Task item — Look through the entries below and count the lines with the word "paver" in them; give only the number.
==== Extracted entries
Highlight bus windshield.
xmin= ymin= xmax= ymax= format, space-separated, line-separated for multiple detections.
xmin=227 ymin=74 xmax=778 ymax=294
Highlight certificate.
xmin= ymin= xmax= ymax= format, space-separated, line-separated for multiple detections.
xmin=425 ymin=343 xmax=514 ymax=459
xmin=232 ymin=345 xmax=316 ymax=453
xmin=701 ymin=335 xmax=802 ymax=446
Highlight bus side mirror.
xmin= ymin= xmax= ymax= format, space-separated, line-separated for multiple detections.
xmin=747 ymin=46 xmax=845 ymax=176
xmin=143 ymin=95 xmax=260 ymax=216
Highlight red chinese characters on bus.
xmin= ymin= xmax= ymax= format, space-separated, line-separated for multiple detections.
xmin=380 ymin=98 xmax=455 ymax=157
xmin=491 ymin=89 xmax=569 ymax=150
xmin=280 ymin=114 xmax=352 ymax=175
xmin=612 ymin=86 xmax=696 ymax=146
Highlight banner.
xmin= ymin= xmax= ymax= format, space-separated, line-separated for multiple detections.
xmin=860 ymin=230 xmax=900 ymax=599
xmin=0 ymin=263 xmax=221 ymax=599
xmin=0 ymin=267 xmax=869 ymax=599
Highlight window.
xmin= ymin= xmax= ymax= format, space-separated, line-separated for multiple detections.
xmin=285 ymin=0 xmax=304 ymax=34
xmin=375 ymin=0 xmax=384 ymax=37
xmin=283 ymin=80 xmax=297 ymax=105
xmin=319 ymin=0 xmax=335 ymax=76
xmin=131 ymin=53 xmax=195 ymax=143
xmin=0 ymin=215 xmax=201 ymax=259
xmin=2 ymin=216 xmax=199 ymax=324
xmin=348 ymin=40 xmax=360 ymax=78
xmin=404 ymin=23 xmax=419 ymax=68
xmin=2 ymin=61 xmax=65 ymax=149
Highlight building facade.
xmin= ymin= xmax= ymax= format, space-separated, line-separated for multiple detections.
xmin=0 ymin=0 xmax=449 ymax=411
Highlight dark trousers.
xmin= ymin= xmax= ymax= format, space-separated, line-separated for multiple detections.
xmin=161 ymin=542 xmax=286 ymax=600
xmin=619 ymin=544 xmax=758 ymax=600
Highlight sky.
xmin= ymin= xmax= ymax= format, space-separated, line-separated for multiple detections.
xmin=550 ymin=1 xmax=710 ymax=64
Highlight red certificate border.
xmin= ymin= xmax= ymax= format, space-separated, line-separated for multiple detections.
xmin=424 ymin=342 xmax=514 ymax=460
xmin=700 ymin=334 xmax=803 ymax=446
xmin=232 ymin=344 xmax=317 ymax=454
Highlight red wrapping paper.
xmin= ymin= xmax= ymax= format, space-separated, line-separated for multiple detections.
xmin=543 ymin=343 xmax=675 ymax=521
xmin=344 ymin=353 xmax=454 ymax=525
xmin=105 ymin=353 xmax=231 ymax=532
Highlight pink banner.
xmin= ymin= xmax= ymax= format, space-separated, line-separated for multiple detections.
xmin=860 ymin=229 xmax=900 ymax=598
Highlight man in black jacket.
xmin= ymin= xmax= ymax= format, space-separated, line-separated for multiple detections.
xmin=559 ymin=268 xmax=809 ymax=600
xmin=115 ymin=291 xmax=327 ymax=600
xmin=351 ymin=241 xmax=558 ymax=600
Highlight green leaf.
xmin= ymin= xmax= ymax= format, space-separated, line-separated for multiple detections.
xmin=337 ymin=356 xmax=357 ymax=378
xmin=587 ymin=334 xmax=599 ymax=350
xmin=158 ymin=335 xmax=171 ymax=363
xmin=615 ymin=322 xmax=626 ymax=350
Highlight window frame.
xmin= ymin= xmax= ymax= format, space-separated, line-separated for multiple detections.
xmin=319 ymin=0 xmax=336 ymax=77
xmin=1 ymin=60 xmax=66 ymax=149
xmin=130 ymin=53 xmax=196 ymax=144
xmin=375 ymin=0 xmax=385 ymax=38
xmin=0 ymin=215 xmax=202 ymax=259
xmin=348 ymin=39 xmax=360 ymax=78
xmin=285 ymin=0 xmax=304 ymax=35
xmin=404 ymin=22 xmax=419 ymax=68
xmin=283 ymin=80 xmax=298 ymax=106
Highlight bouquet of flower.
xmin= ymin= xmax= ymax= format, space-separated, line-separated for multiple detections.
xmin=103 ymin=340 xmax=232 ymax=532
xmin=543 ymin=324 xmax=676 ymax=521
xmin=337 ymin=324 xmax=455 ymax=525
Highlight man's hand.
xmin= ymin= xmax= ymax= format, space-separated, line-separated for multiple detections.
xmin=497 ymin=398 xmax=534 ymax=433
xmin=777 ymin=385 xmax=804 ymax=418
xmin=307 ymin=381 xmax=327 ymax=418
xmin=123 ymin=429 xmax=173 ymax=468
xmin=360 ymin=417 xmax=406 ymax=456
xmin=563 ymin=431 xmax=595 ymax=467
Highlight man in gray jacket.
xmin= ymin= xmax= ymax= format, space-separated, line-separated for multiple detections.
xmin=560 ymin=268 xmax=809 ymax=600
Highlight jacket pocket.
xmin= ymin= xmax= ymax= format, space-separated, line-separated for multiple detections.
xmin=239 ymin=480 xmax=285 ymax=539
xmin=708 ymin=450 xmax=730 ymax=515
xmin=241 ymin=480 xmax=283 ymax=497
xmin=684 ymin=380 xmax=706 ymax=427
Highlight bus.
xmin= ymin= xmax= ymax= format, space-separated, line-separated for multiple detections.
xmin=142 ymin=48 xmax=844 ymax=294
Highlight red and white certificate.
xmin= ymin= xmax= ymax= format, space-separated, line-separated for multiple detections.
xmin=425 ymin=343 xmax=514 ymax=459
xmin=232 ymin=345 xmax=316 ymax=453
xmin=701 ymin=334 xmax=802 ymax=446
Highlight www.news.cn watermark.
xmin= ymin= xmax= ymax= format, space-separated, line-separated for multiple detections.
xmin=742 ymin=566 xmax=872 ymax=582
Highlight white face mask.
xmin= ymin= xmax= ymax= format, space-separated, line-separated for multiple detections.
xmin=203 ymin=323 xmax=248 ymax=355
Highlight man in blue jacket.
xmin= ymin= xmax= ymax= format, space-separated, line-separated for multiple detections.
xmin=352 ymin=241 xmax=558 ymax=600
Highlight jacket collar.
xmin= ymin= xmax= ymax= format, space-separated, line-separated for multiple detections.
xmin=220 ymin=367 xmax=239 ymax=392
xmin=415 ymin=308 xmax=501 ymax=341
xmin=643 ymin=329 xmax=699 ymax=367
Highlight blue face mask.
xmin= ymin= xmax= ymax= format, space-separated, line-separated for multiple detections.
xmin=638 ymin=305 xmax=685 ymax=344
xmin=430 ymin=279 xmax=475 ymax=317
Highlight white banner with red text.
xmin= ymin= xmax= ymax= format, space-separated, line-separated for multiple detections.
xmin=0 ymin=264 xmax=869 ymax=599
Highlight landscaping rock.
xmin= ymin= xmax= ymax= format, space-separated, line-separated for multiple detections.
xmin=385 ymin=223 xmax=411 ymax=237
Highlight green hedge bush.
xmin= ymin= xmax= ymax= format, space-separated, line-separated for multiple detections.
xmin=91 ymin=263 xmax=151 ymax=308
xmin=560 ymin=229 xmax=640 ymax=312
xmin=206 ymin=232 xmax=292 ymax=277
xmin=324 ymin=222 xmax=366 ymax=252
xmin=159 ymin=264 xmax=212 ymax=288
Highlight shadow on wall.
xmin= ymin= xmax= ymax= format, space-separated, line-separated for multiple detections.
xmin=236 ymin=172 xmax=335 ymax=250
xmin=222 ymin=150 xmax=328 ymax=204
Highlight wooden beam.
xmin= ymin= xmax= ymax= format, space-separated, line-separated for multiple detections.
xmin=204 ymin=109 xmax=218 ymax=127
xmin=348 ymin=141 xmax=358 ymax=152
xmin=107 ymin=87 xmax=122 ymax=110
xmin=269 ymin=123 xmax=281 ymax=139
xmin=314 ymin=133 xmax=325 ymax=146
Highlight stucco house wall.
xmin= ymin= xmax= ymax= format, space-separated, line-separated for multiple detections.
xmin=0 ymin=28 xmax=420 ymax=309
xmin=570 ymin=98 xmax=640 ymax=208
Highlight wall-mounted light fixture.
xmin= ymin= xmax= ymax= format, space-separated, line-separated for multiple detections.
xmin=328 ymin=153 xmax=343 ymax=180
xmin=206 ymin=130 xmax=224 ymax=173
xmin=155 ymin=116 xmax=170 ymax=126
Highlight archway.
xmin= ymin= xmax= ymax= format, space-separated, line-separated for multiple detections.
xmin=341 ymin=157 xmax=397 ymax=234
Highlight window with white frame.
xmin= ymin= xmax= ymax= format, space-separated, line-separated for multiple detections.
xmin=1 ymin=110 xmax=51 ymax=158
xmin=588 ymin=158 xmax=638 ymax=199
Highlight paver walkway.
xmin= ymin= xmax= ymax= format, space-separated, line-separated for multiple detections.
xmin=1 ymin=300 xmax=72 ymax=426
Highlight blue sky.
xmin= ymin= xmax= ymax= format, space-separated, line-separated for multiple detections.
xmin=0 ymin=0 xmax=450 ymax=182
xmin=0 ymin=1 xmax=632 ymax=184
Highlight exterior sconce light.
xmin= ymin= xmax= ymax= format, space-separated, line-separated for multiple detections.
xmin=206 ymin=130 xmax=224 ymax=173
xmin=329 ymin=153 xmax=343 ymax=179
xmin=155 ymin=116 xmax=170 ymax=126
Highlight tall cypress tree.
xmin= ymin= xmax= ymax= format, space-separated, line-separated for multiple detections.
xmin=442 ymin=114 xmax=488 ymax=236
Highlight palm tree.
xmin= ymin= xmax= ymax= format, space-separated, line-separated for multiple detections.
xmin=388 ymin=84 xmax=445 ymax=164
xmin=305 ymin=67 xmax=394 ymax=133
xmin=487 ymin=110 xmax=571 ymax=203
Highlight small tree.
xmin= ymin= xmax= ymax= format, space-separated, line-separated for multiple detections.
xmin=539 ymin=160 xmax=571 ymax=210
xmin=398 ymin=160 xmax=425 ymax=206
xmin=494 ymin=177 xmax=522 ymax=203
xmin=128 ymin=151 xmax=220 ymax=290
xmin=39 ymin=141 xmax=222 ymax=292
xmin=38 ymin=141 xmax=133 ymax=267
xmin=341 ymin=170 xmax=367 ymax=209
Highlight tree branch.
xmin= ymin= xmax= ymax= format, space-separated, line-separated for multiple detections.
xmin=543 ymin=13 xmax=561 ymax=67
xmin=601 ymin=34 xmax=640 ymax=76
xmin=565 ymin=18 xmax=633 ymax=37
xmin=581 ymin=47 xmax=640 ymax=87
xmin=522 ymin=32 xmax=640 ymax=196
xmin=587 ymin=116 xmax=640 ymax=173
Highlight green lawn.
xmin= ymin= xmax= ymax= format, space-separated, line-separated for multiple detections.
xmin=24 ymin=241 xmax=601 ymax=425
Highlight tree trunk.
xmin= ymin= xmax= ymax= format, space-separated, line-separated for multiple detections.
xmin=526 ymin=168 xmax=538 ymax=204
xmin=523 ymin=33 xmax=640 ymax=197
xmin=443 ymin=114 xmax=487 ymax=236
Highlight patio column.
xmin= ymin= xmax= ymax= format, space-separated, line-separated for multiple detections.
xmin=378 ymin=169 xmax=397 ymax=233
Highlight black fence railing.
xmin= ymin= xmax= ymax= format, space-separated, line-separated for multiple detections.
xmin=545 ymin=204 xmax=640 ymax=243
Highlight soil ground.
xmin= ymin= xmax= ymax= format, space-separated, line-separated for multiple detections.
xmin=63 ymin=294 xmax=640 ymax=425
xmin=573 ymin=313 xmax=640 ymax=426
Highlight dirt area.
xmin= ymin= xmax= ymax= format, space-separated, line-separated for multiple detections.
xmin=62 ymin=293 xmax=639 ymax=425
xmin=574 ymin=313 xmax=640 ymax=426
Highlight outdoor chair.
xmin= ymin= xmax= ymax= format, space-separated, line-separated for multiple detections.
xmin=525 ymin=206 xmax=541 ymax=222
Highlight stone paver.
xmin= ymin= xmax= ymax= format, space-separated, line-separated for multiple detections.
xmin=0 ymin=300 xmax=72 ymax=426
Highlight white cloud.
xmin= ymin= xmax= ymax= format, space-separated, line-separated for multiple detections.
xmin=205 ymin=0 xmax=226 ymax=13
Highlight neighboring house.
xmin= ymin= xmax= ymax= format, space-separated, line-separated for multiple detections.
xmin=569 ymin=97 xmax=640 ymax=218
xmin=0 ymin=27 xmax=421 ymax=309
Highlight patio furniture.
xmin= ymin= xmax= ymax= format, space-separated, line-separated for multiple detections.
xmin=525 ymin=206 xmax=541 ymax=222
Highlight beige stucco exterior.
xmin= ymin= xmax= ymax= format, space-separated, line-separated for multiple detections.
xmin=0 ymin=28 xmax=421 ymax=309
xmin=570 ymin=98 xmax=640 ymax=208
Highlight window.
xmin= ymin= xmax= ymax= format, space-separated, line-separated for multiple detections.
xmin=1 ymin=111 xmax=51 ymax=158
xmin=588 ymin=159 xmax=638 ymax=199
========
Task answer — 2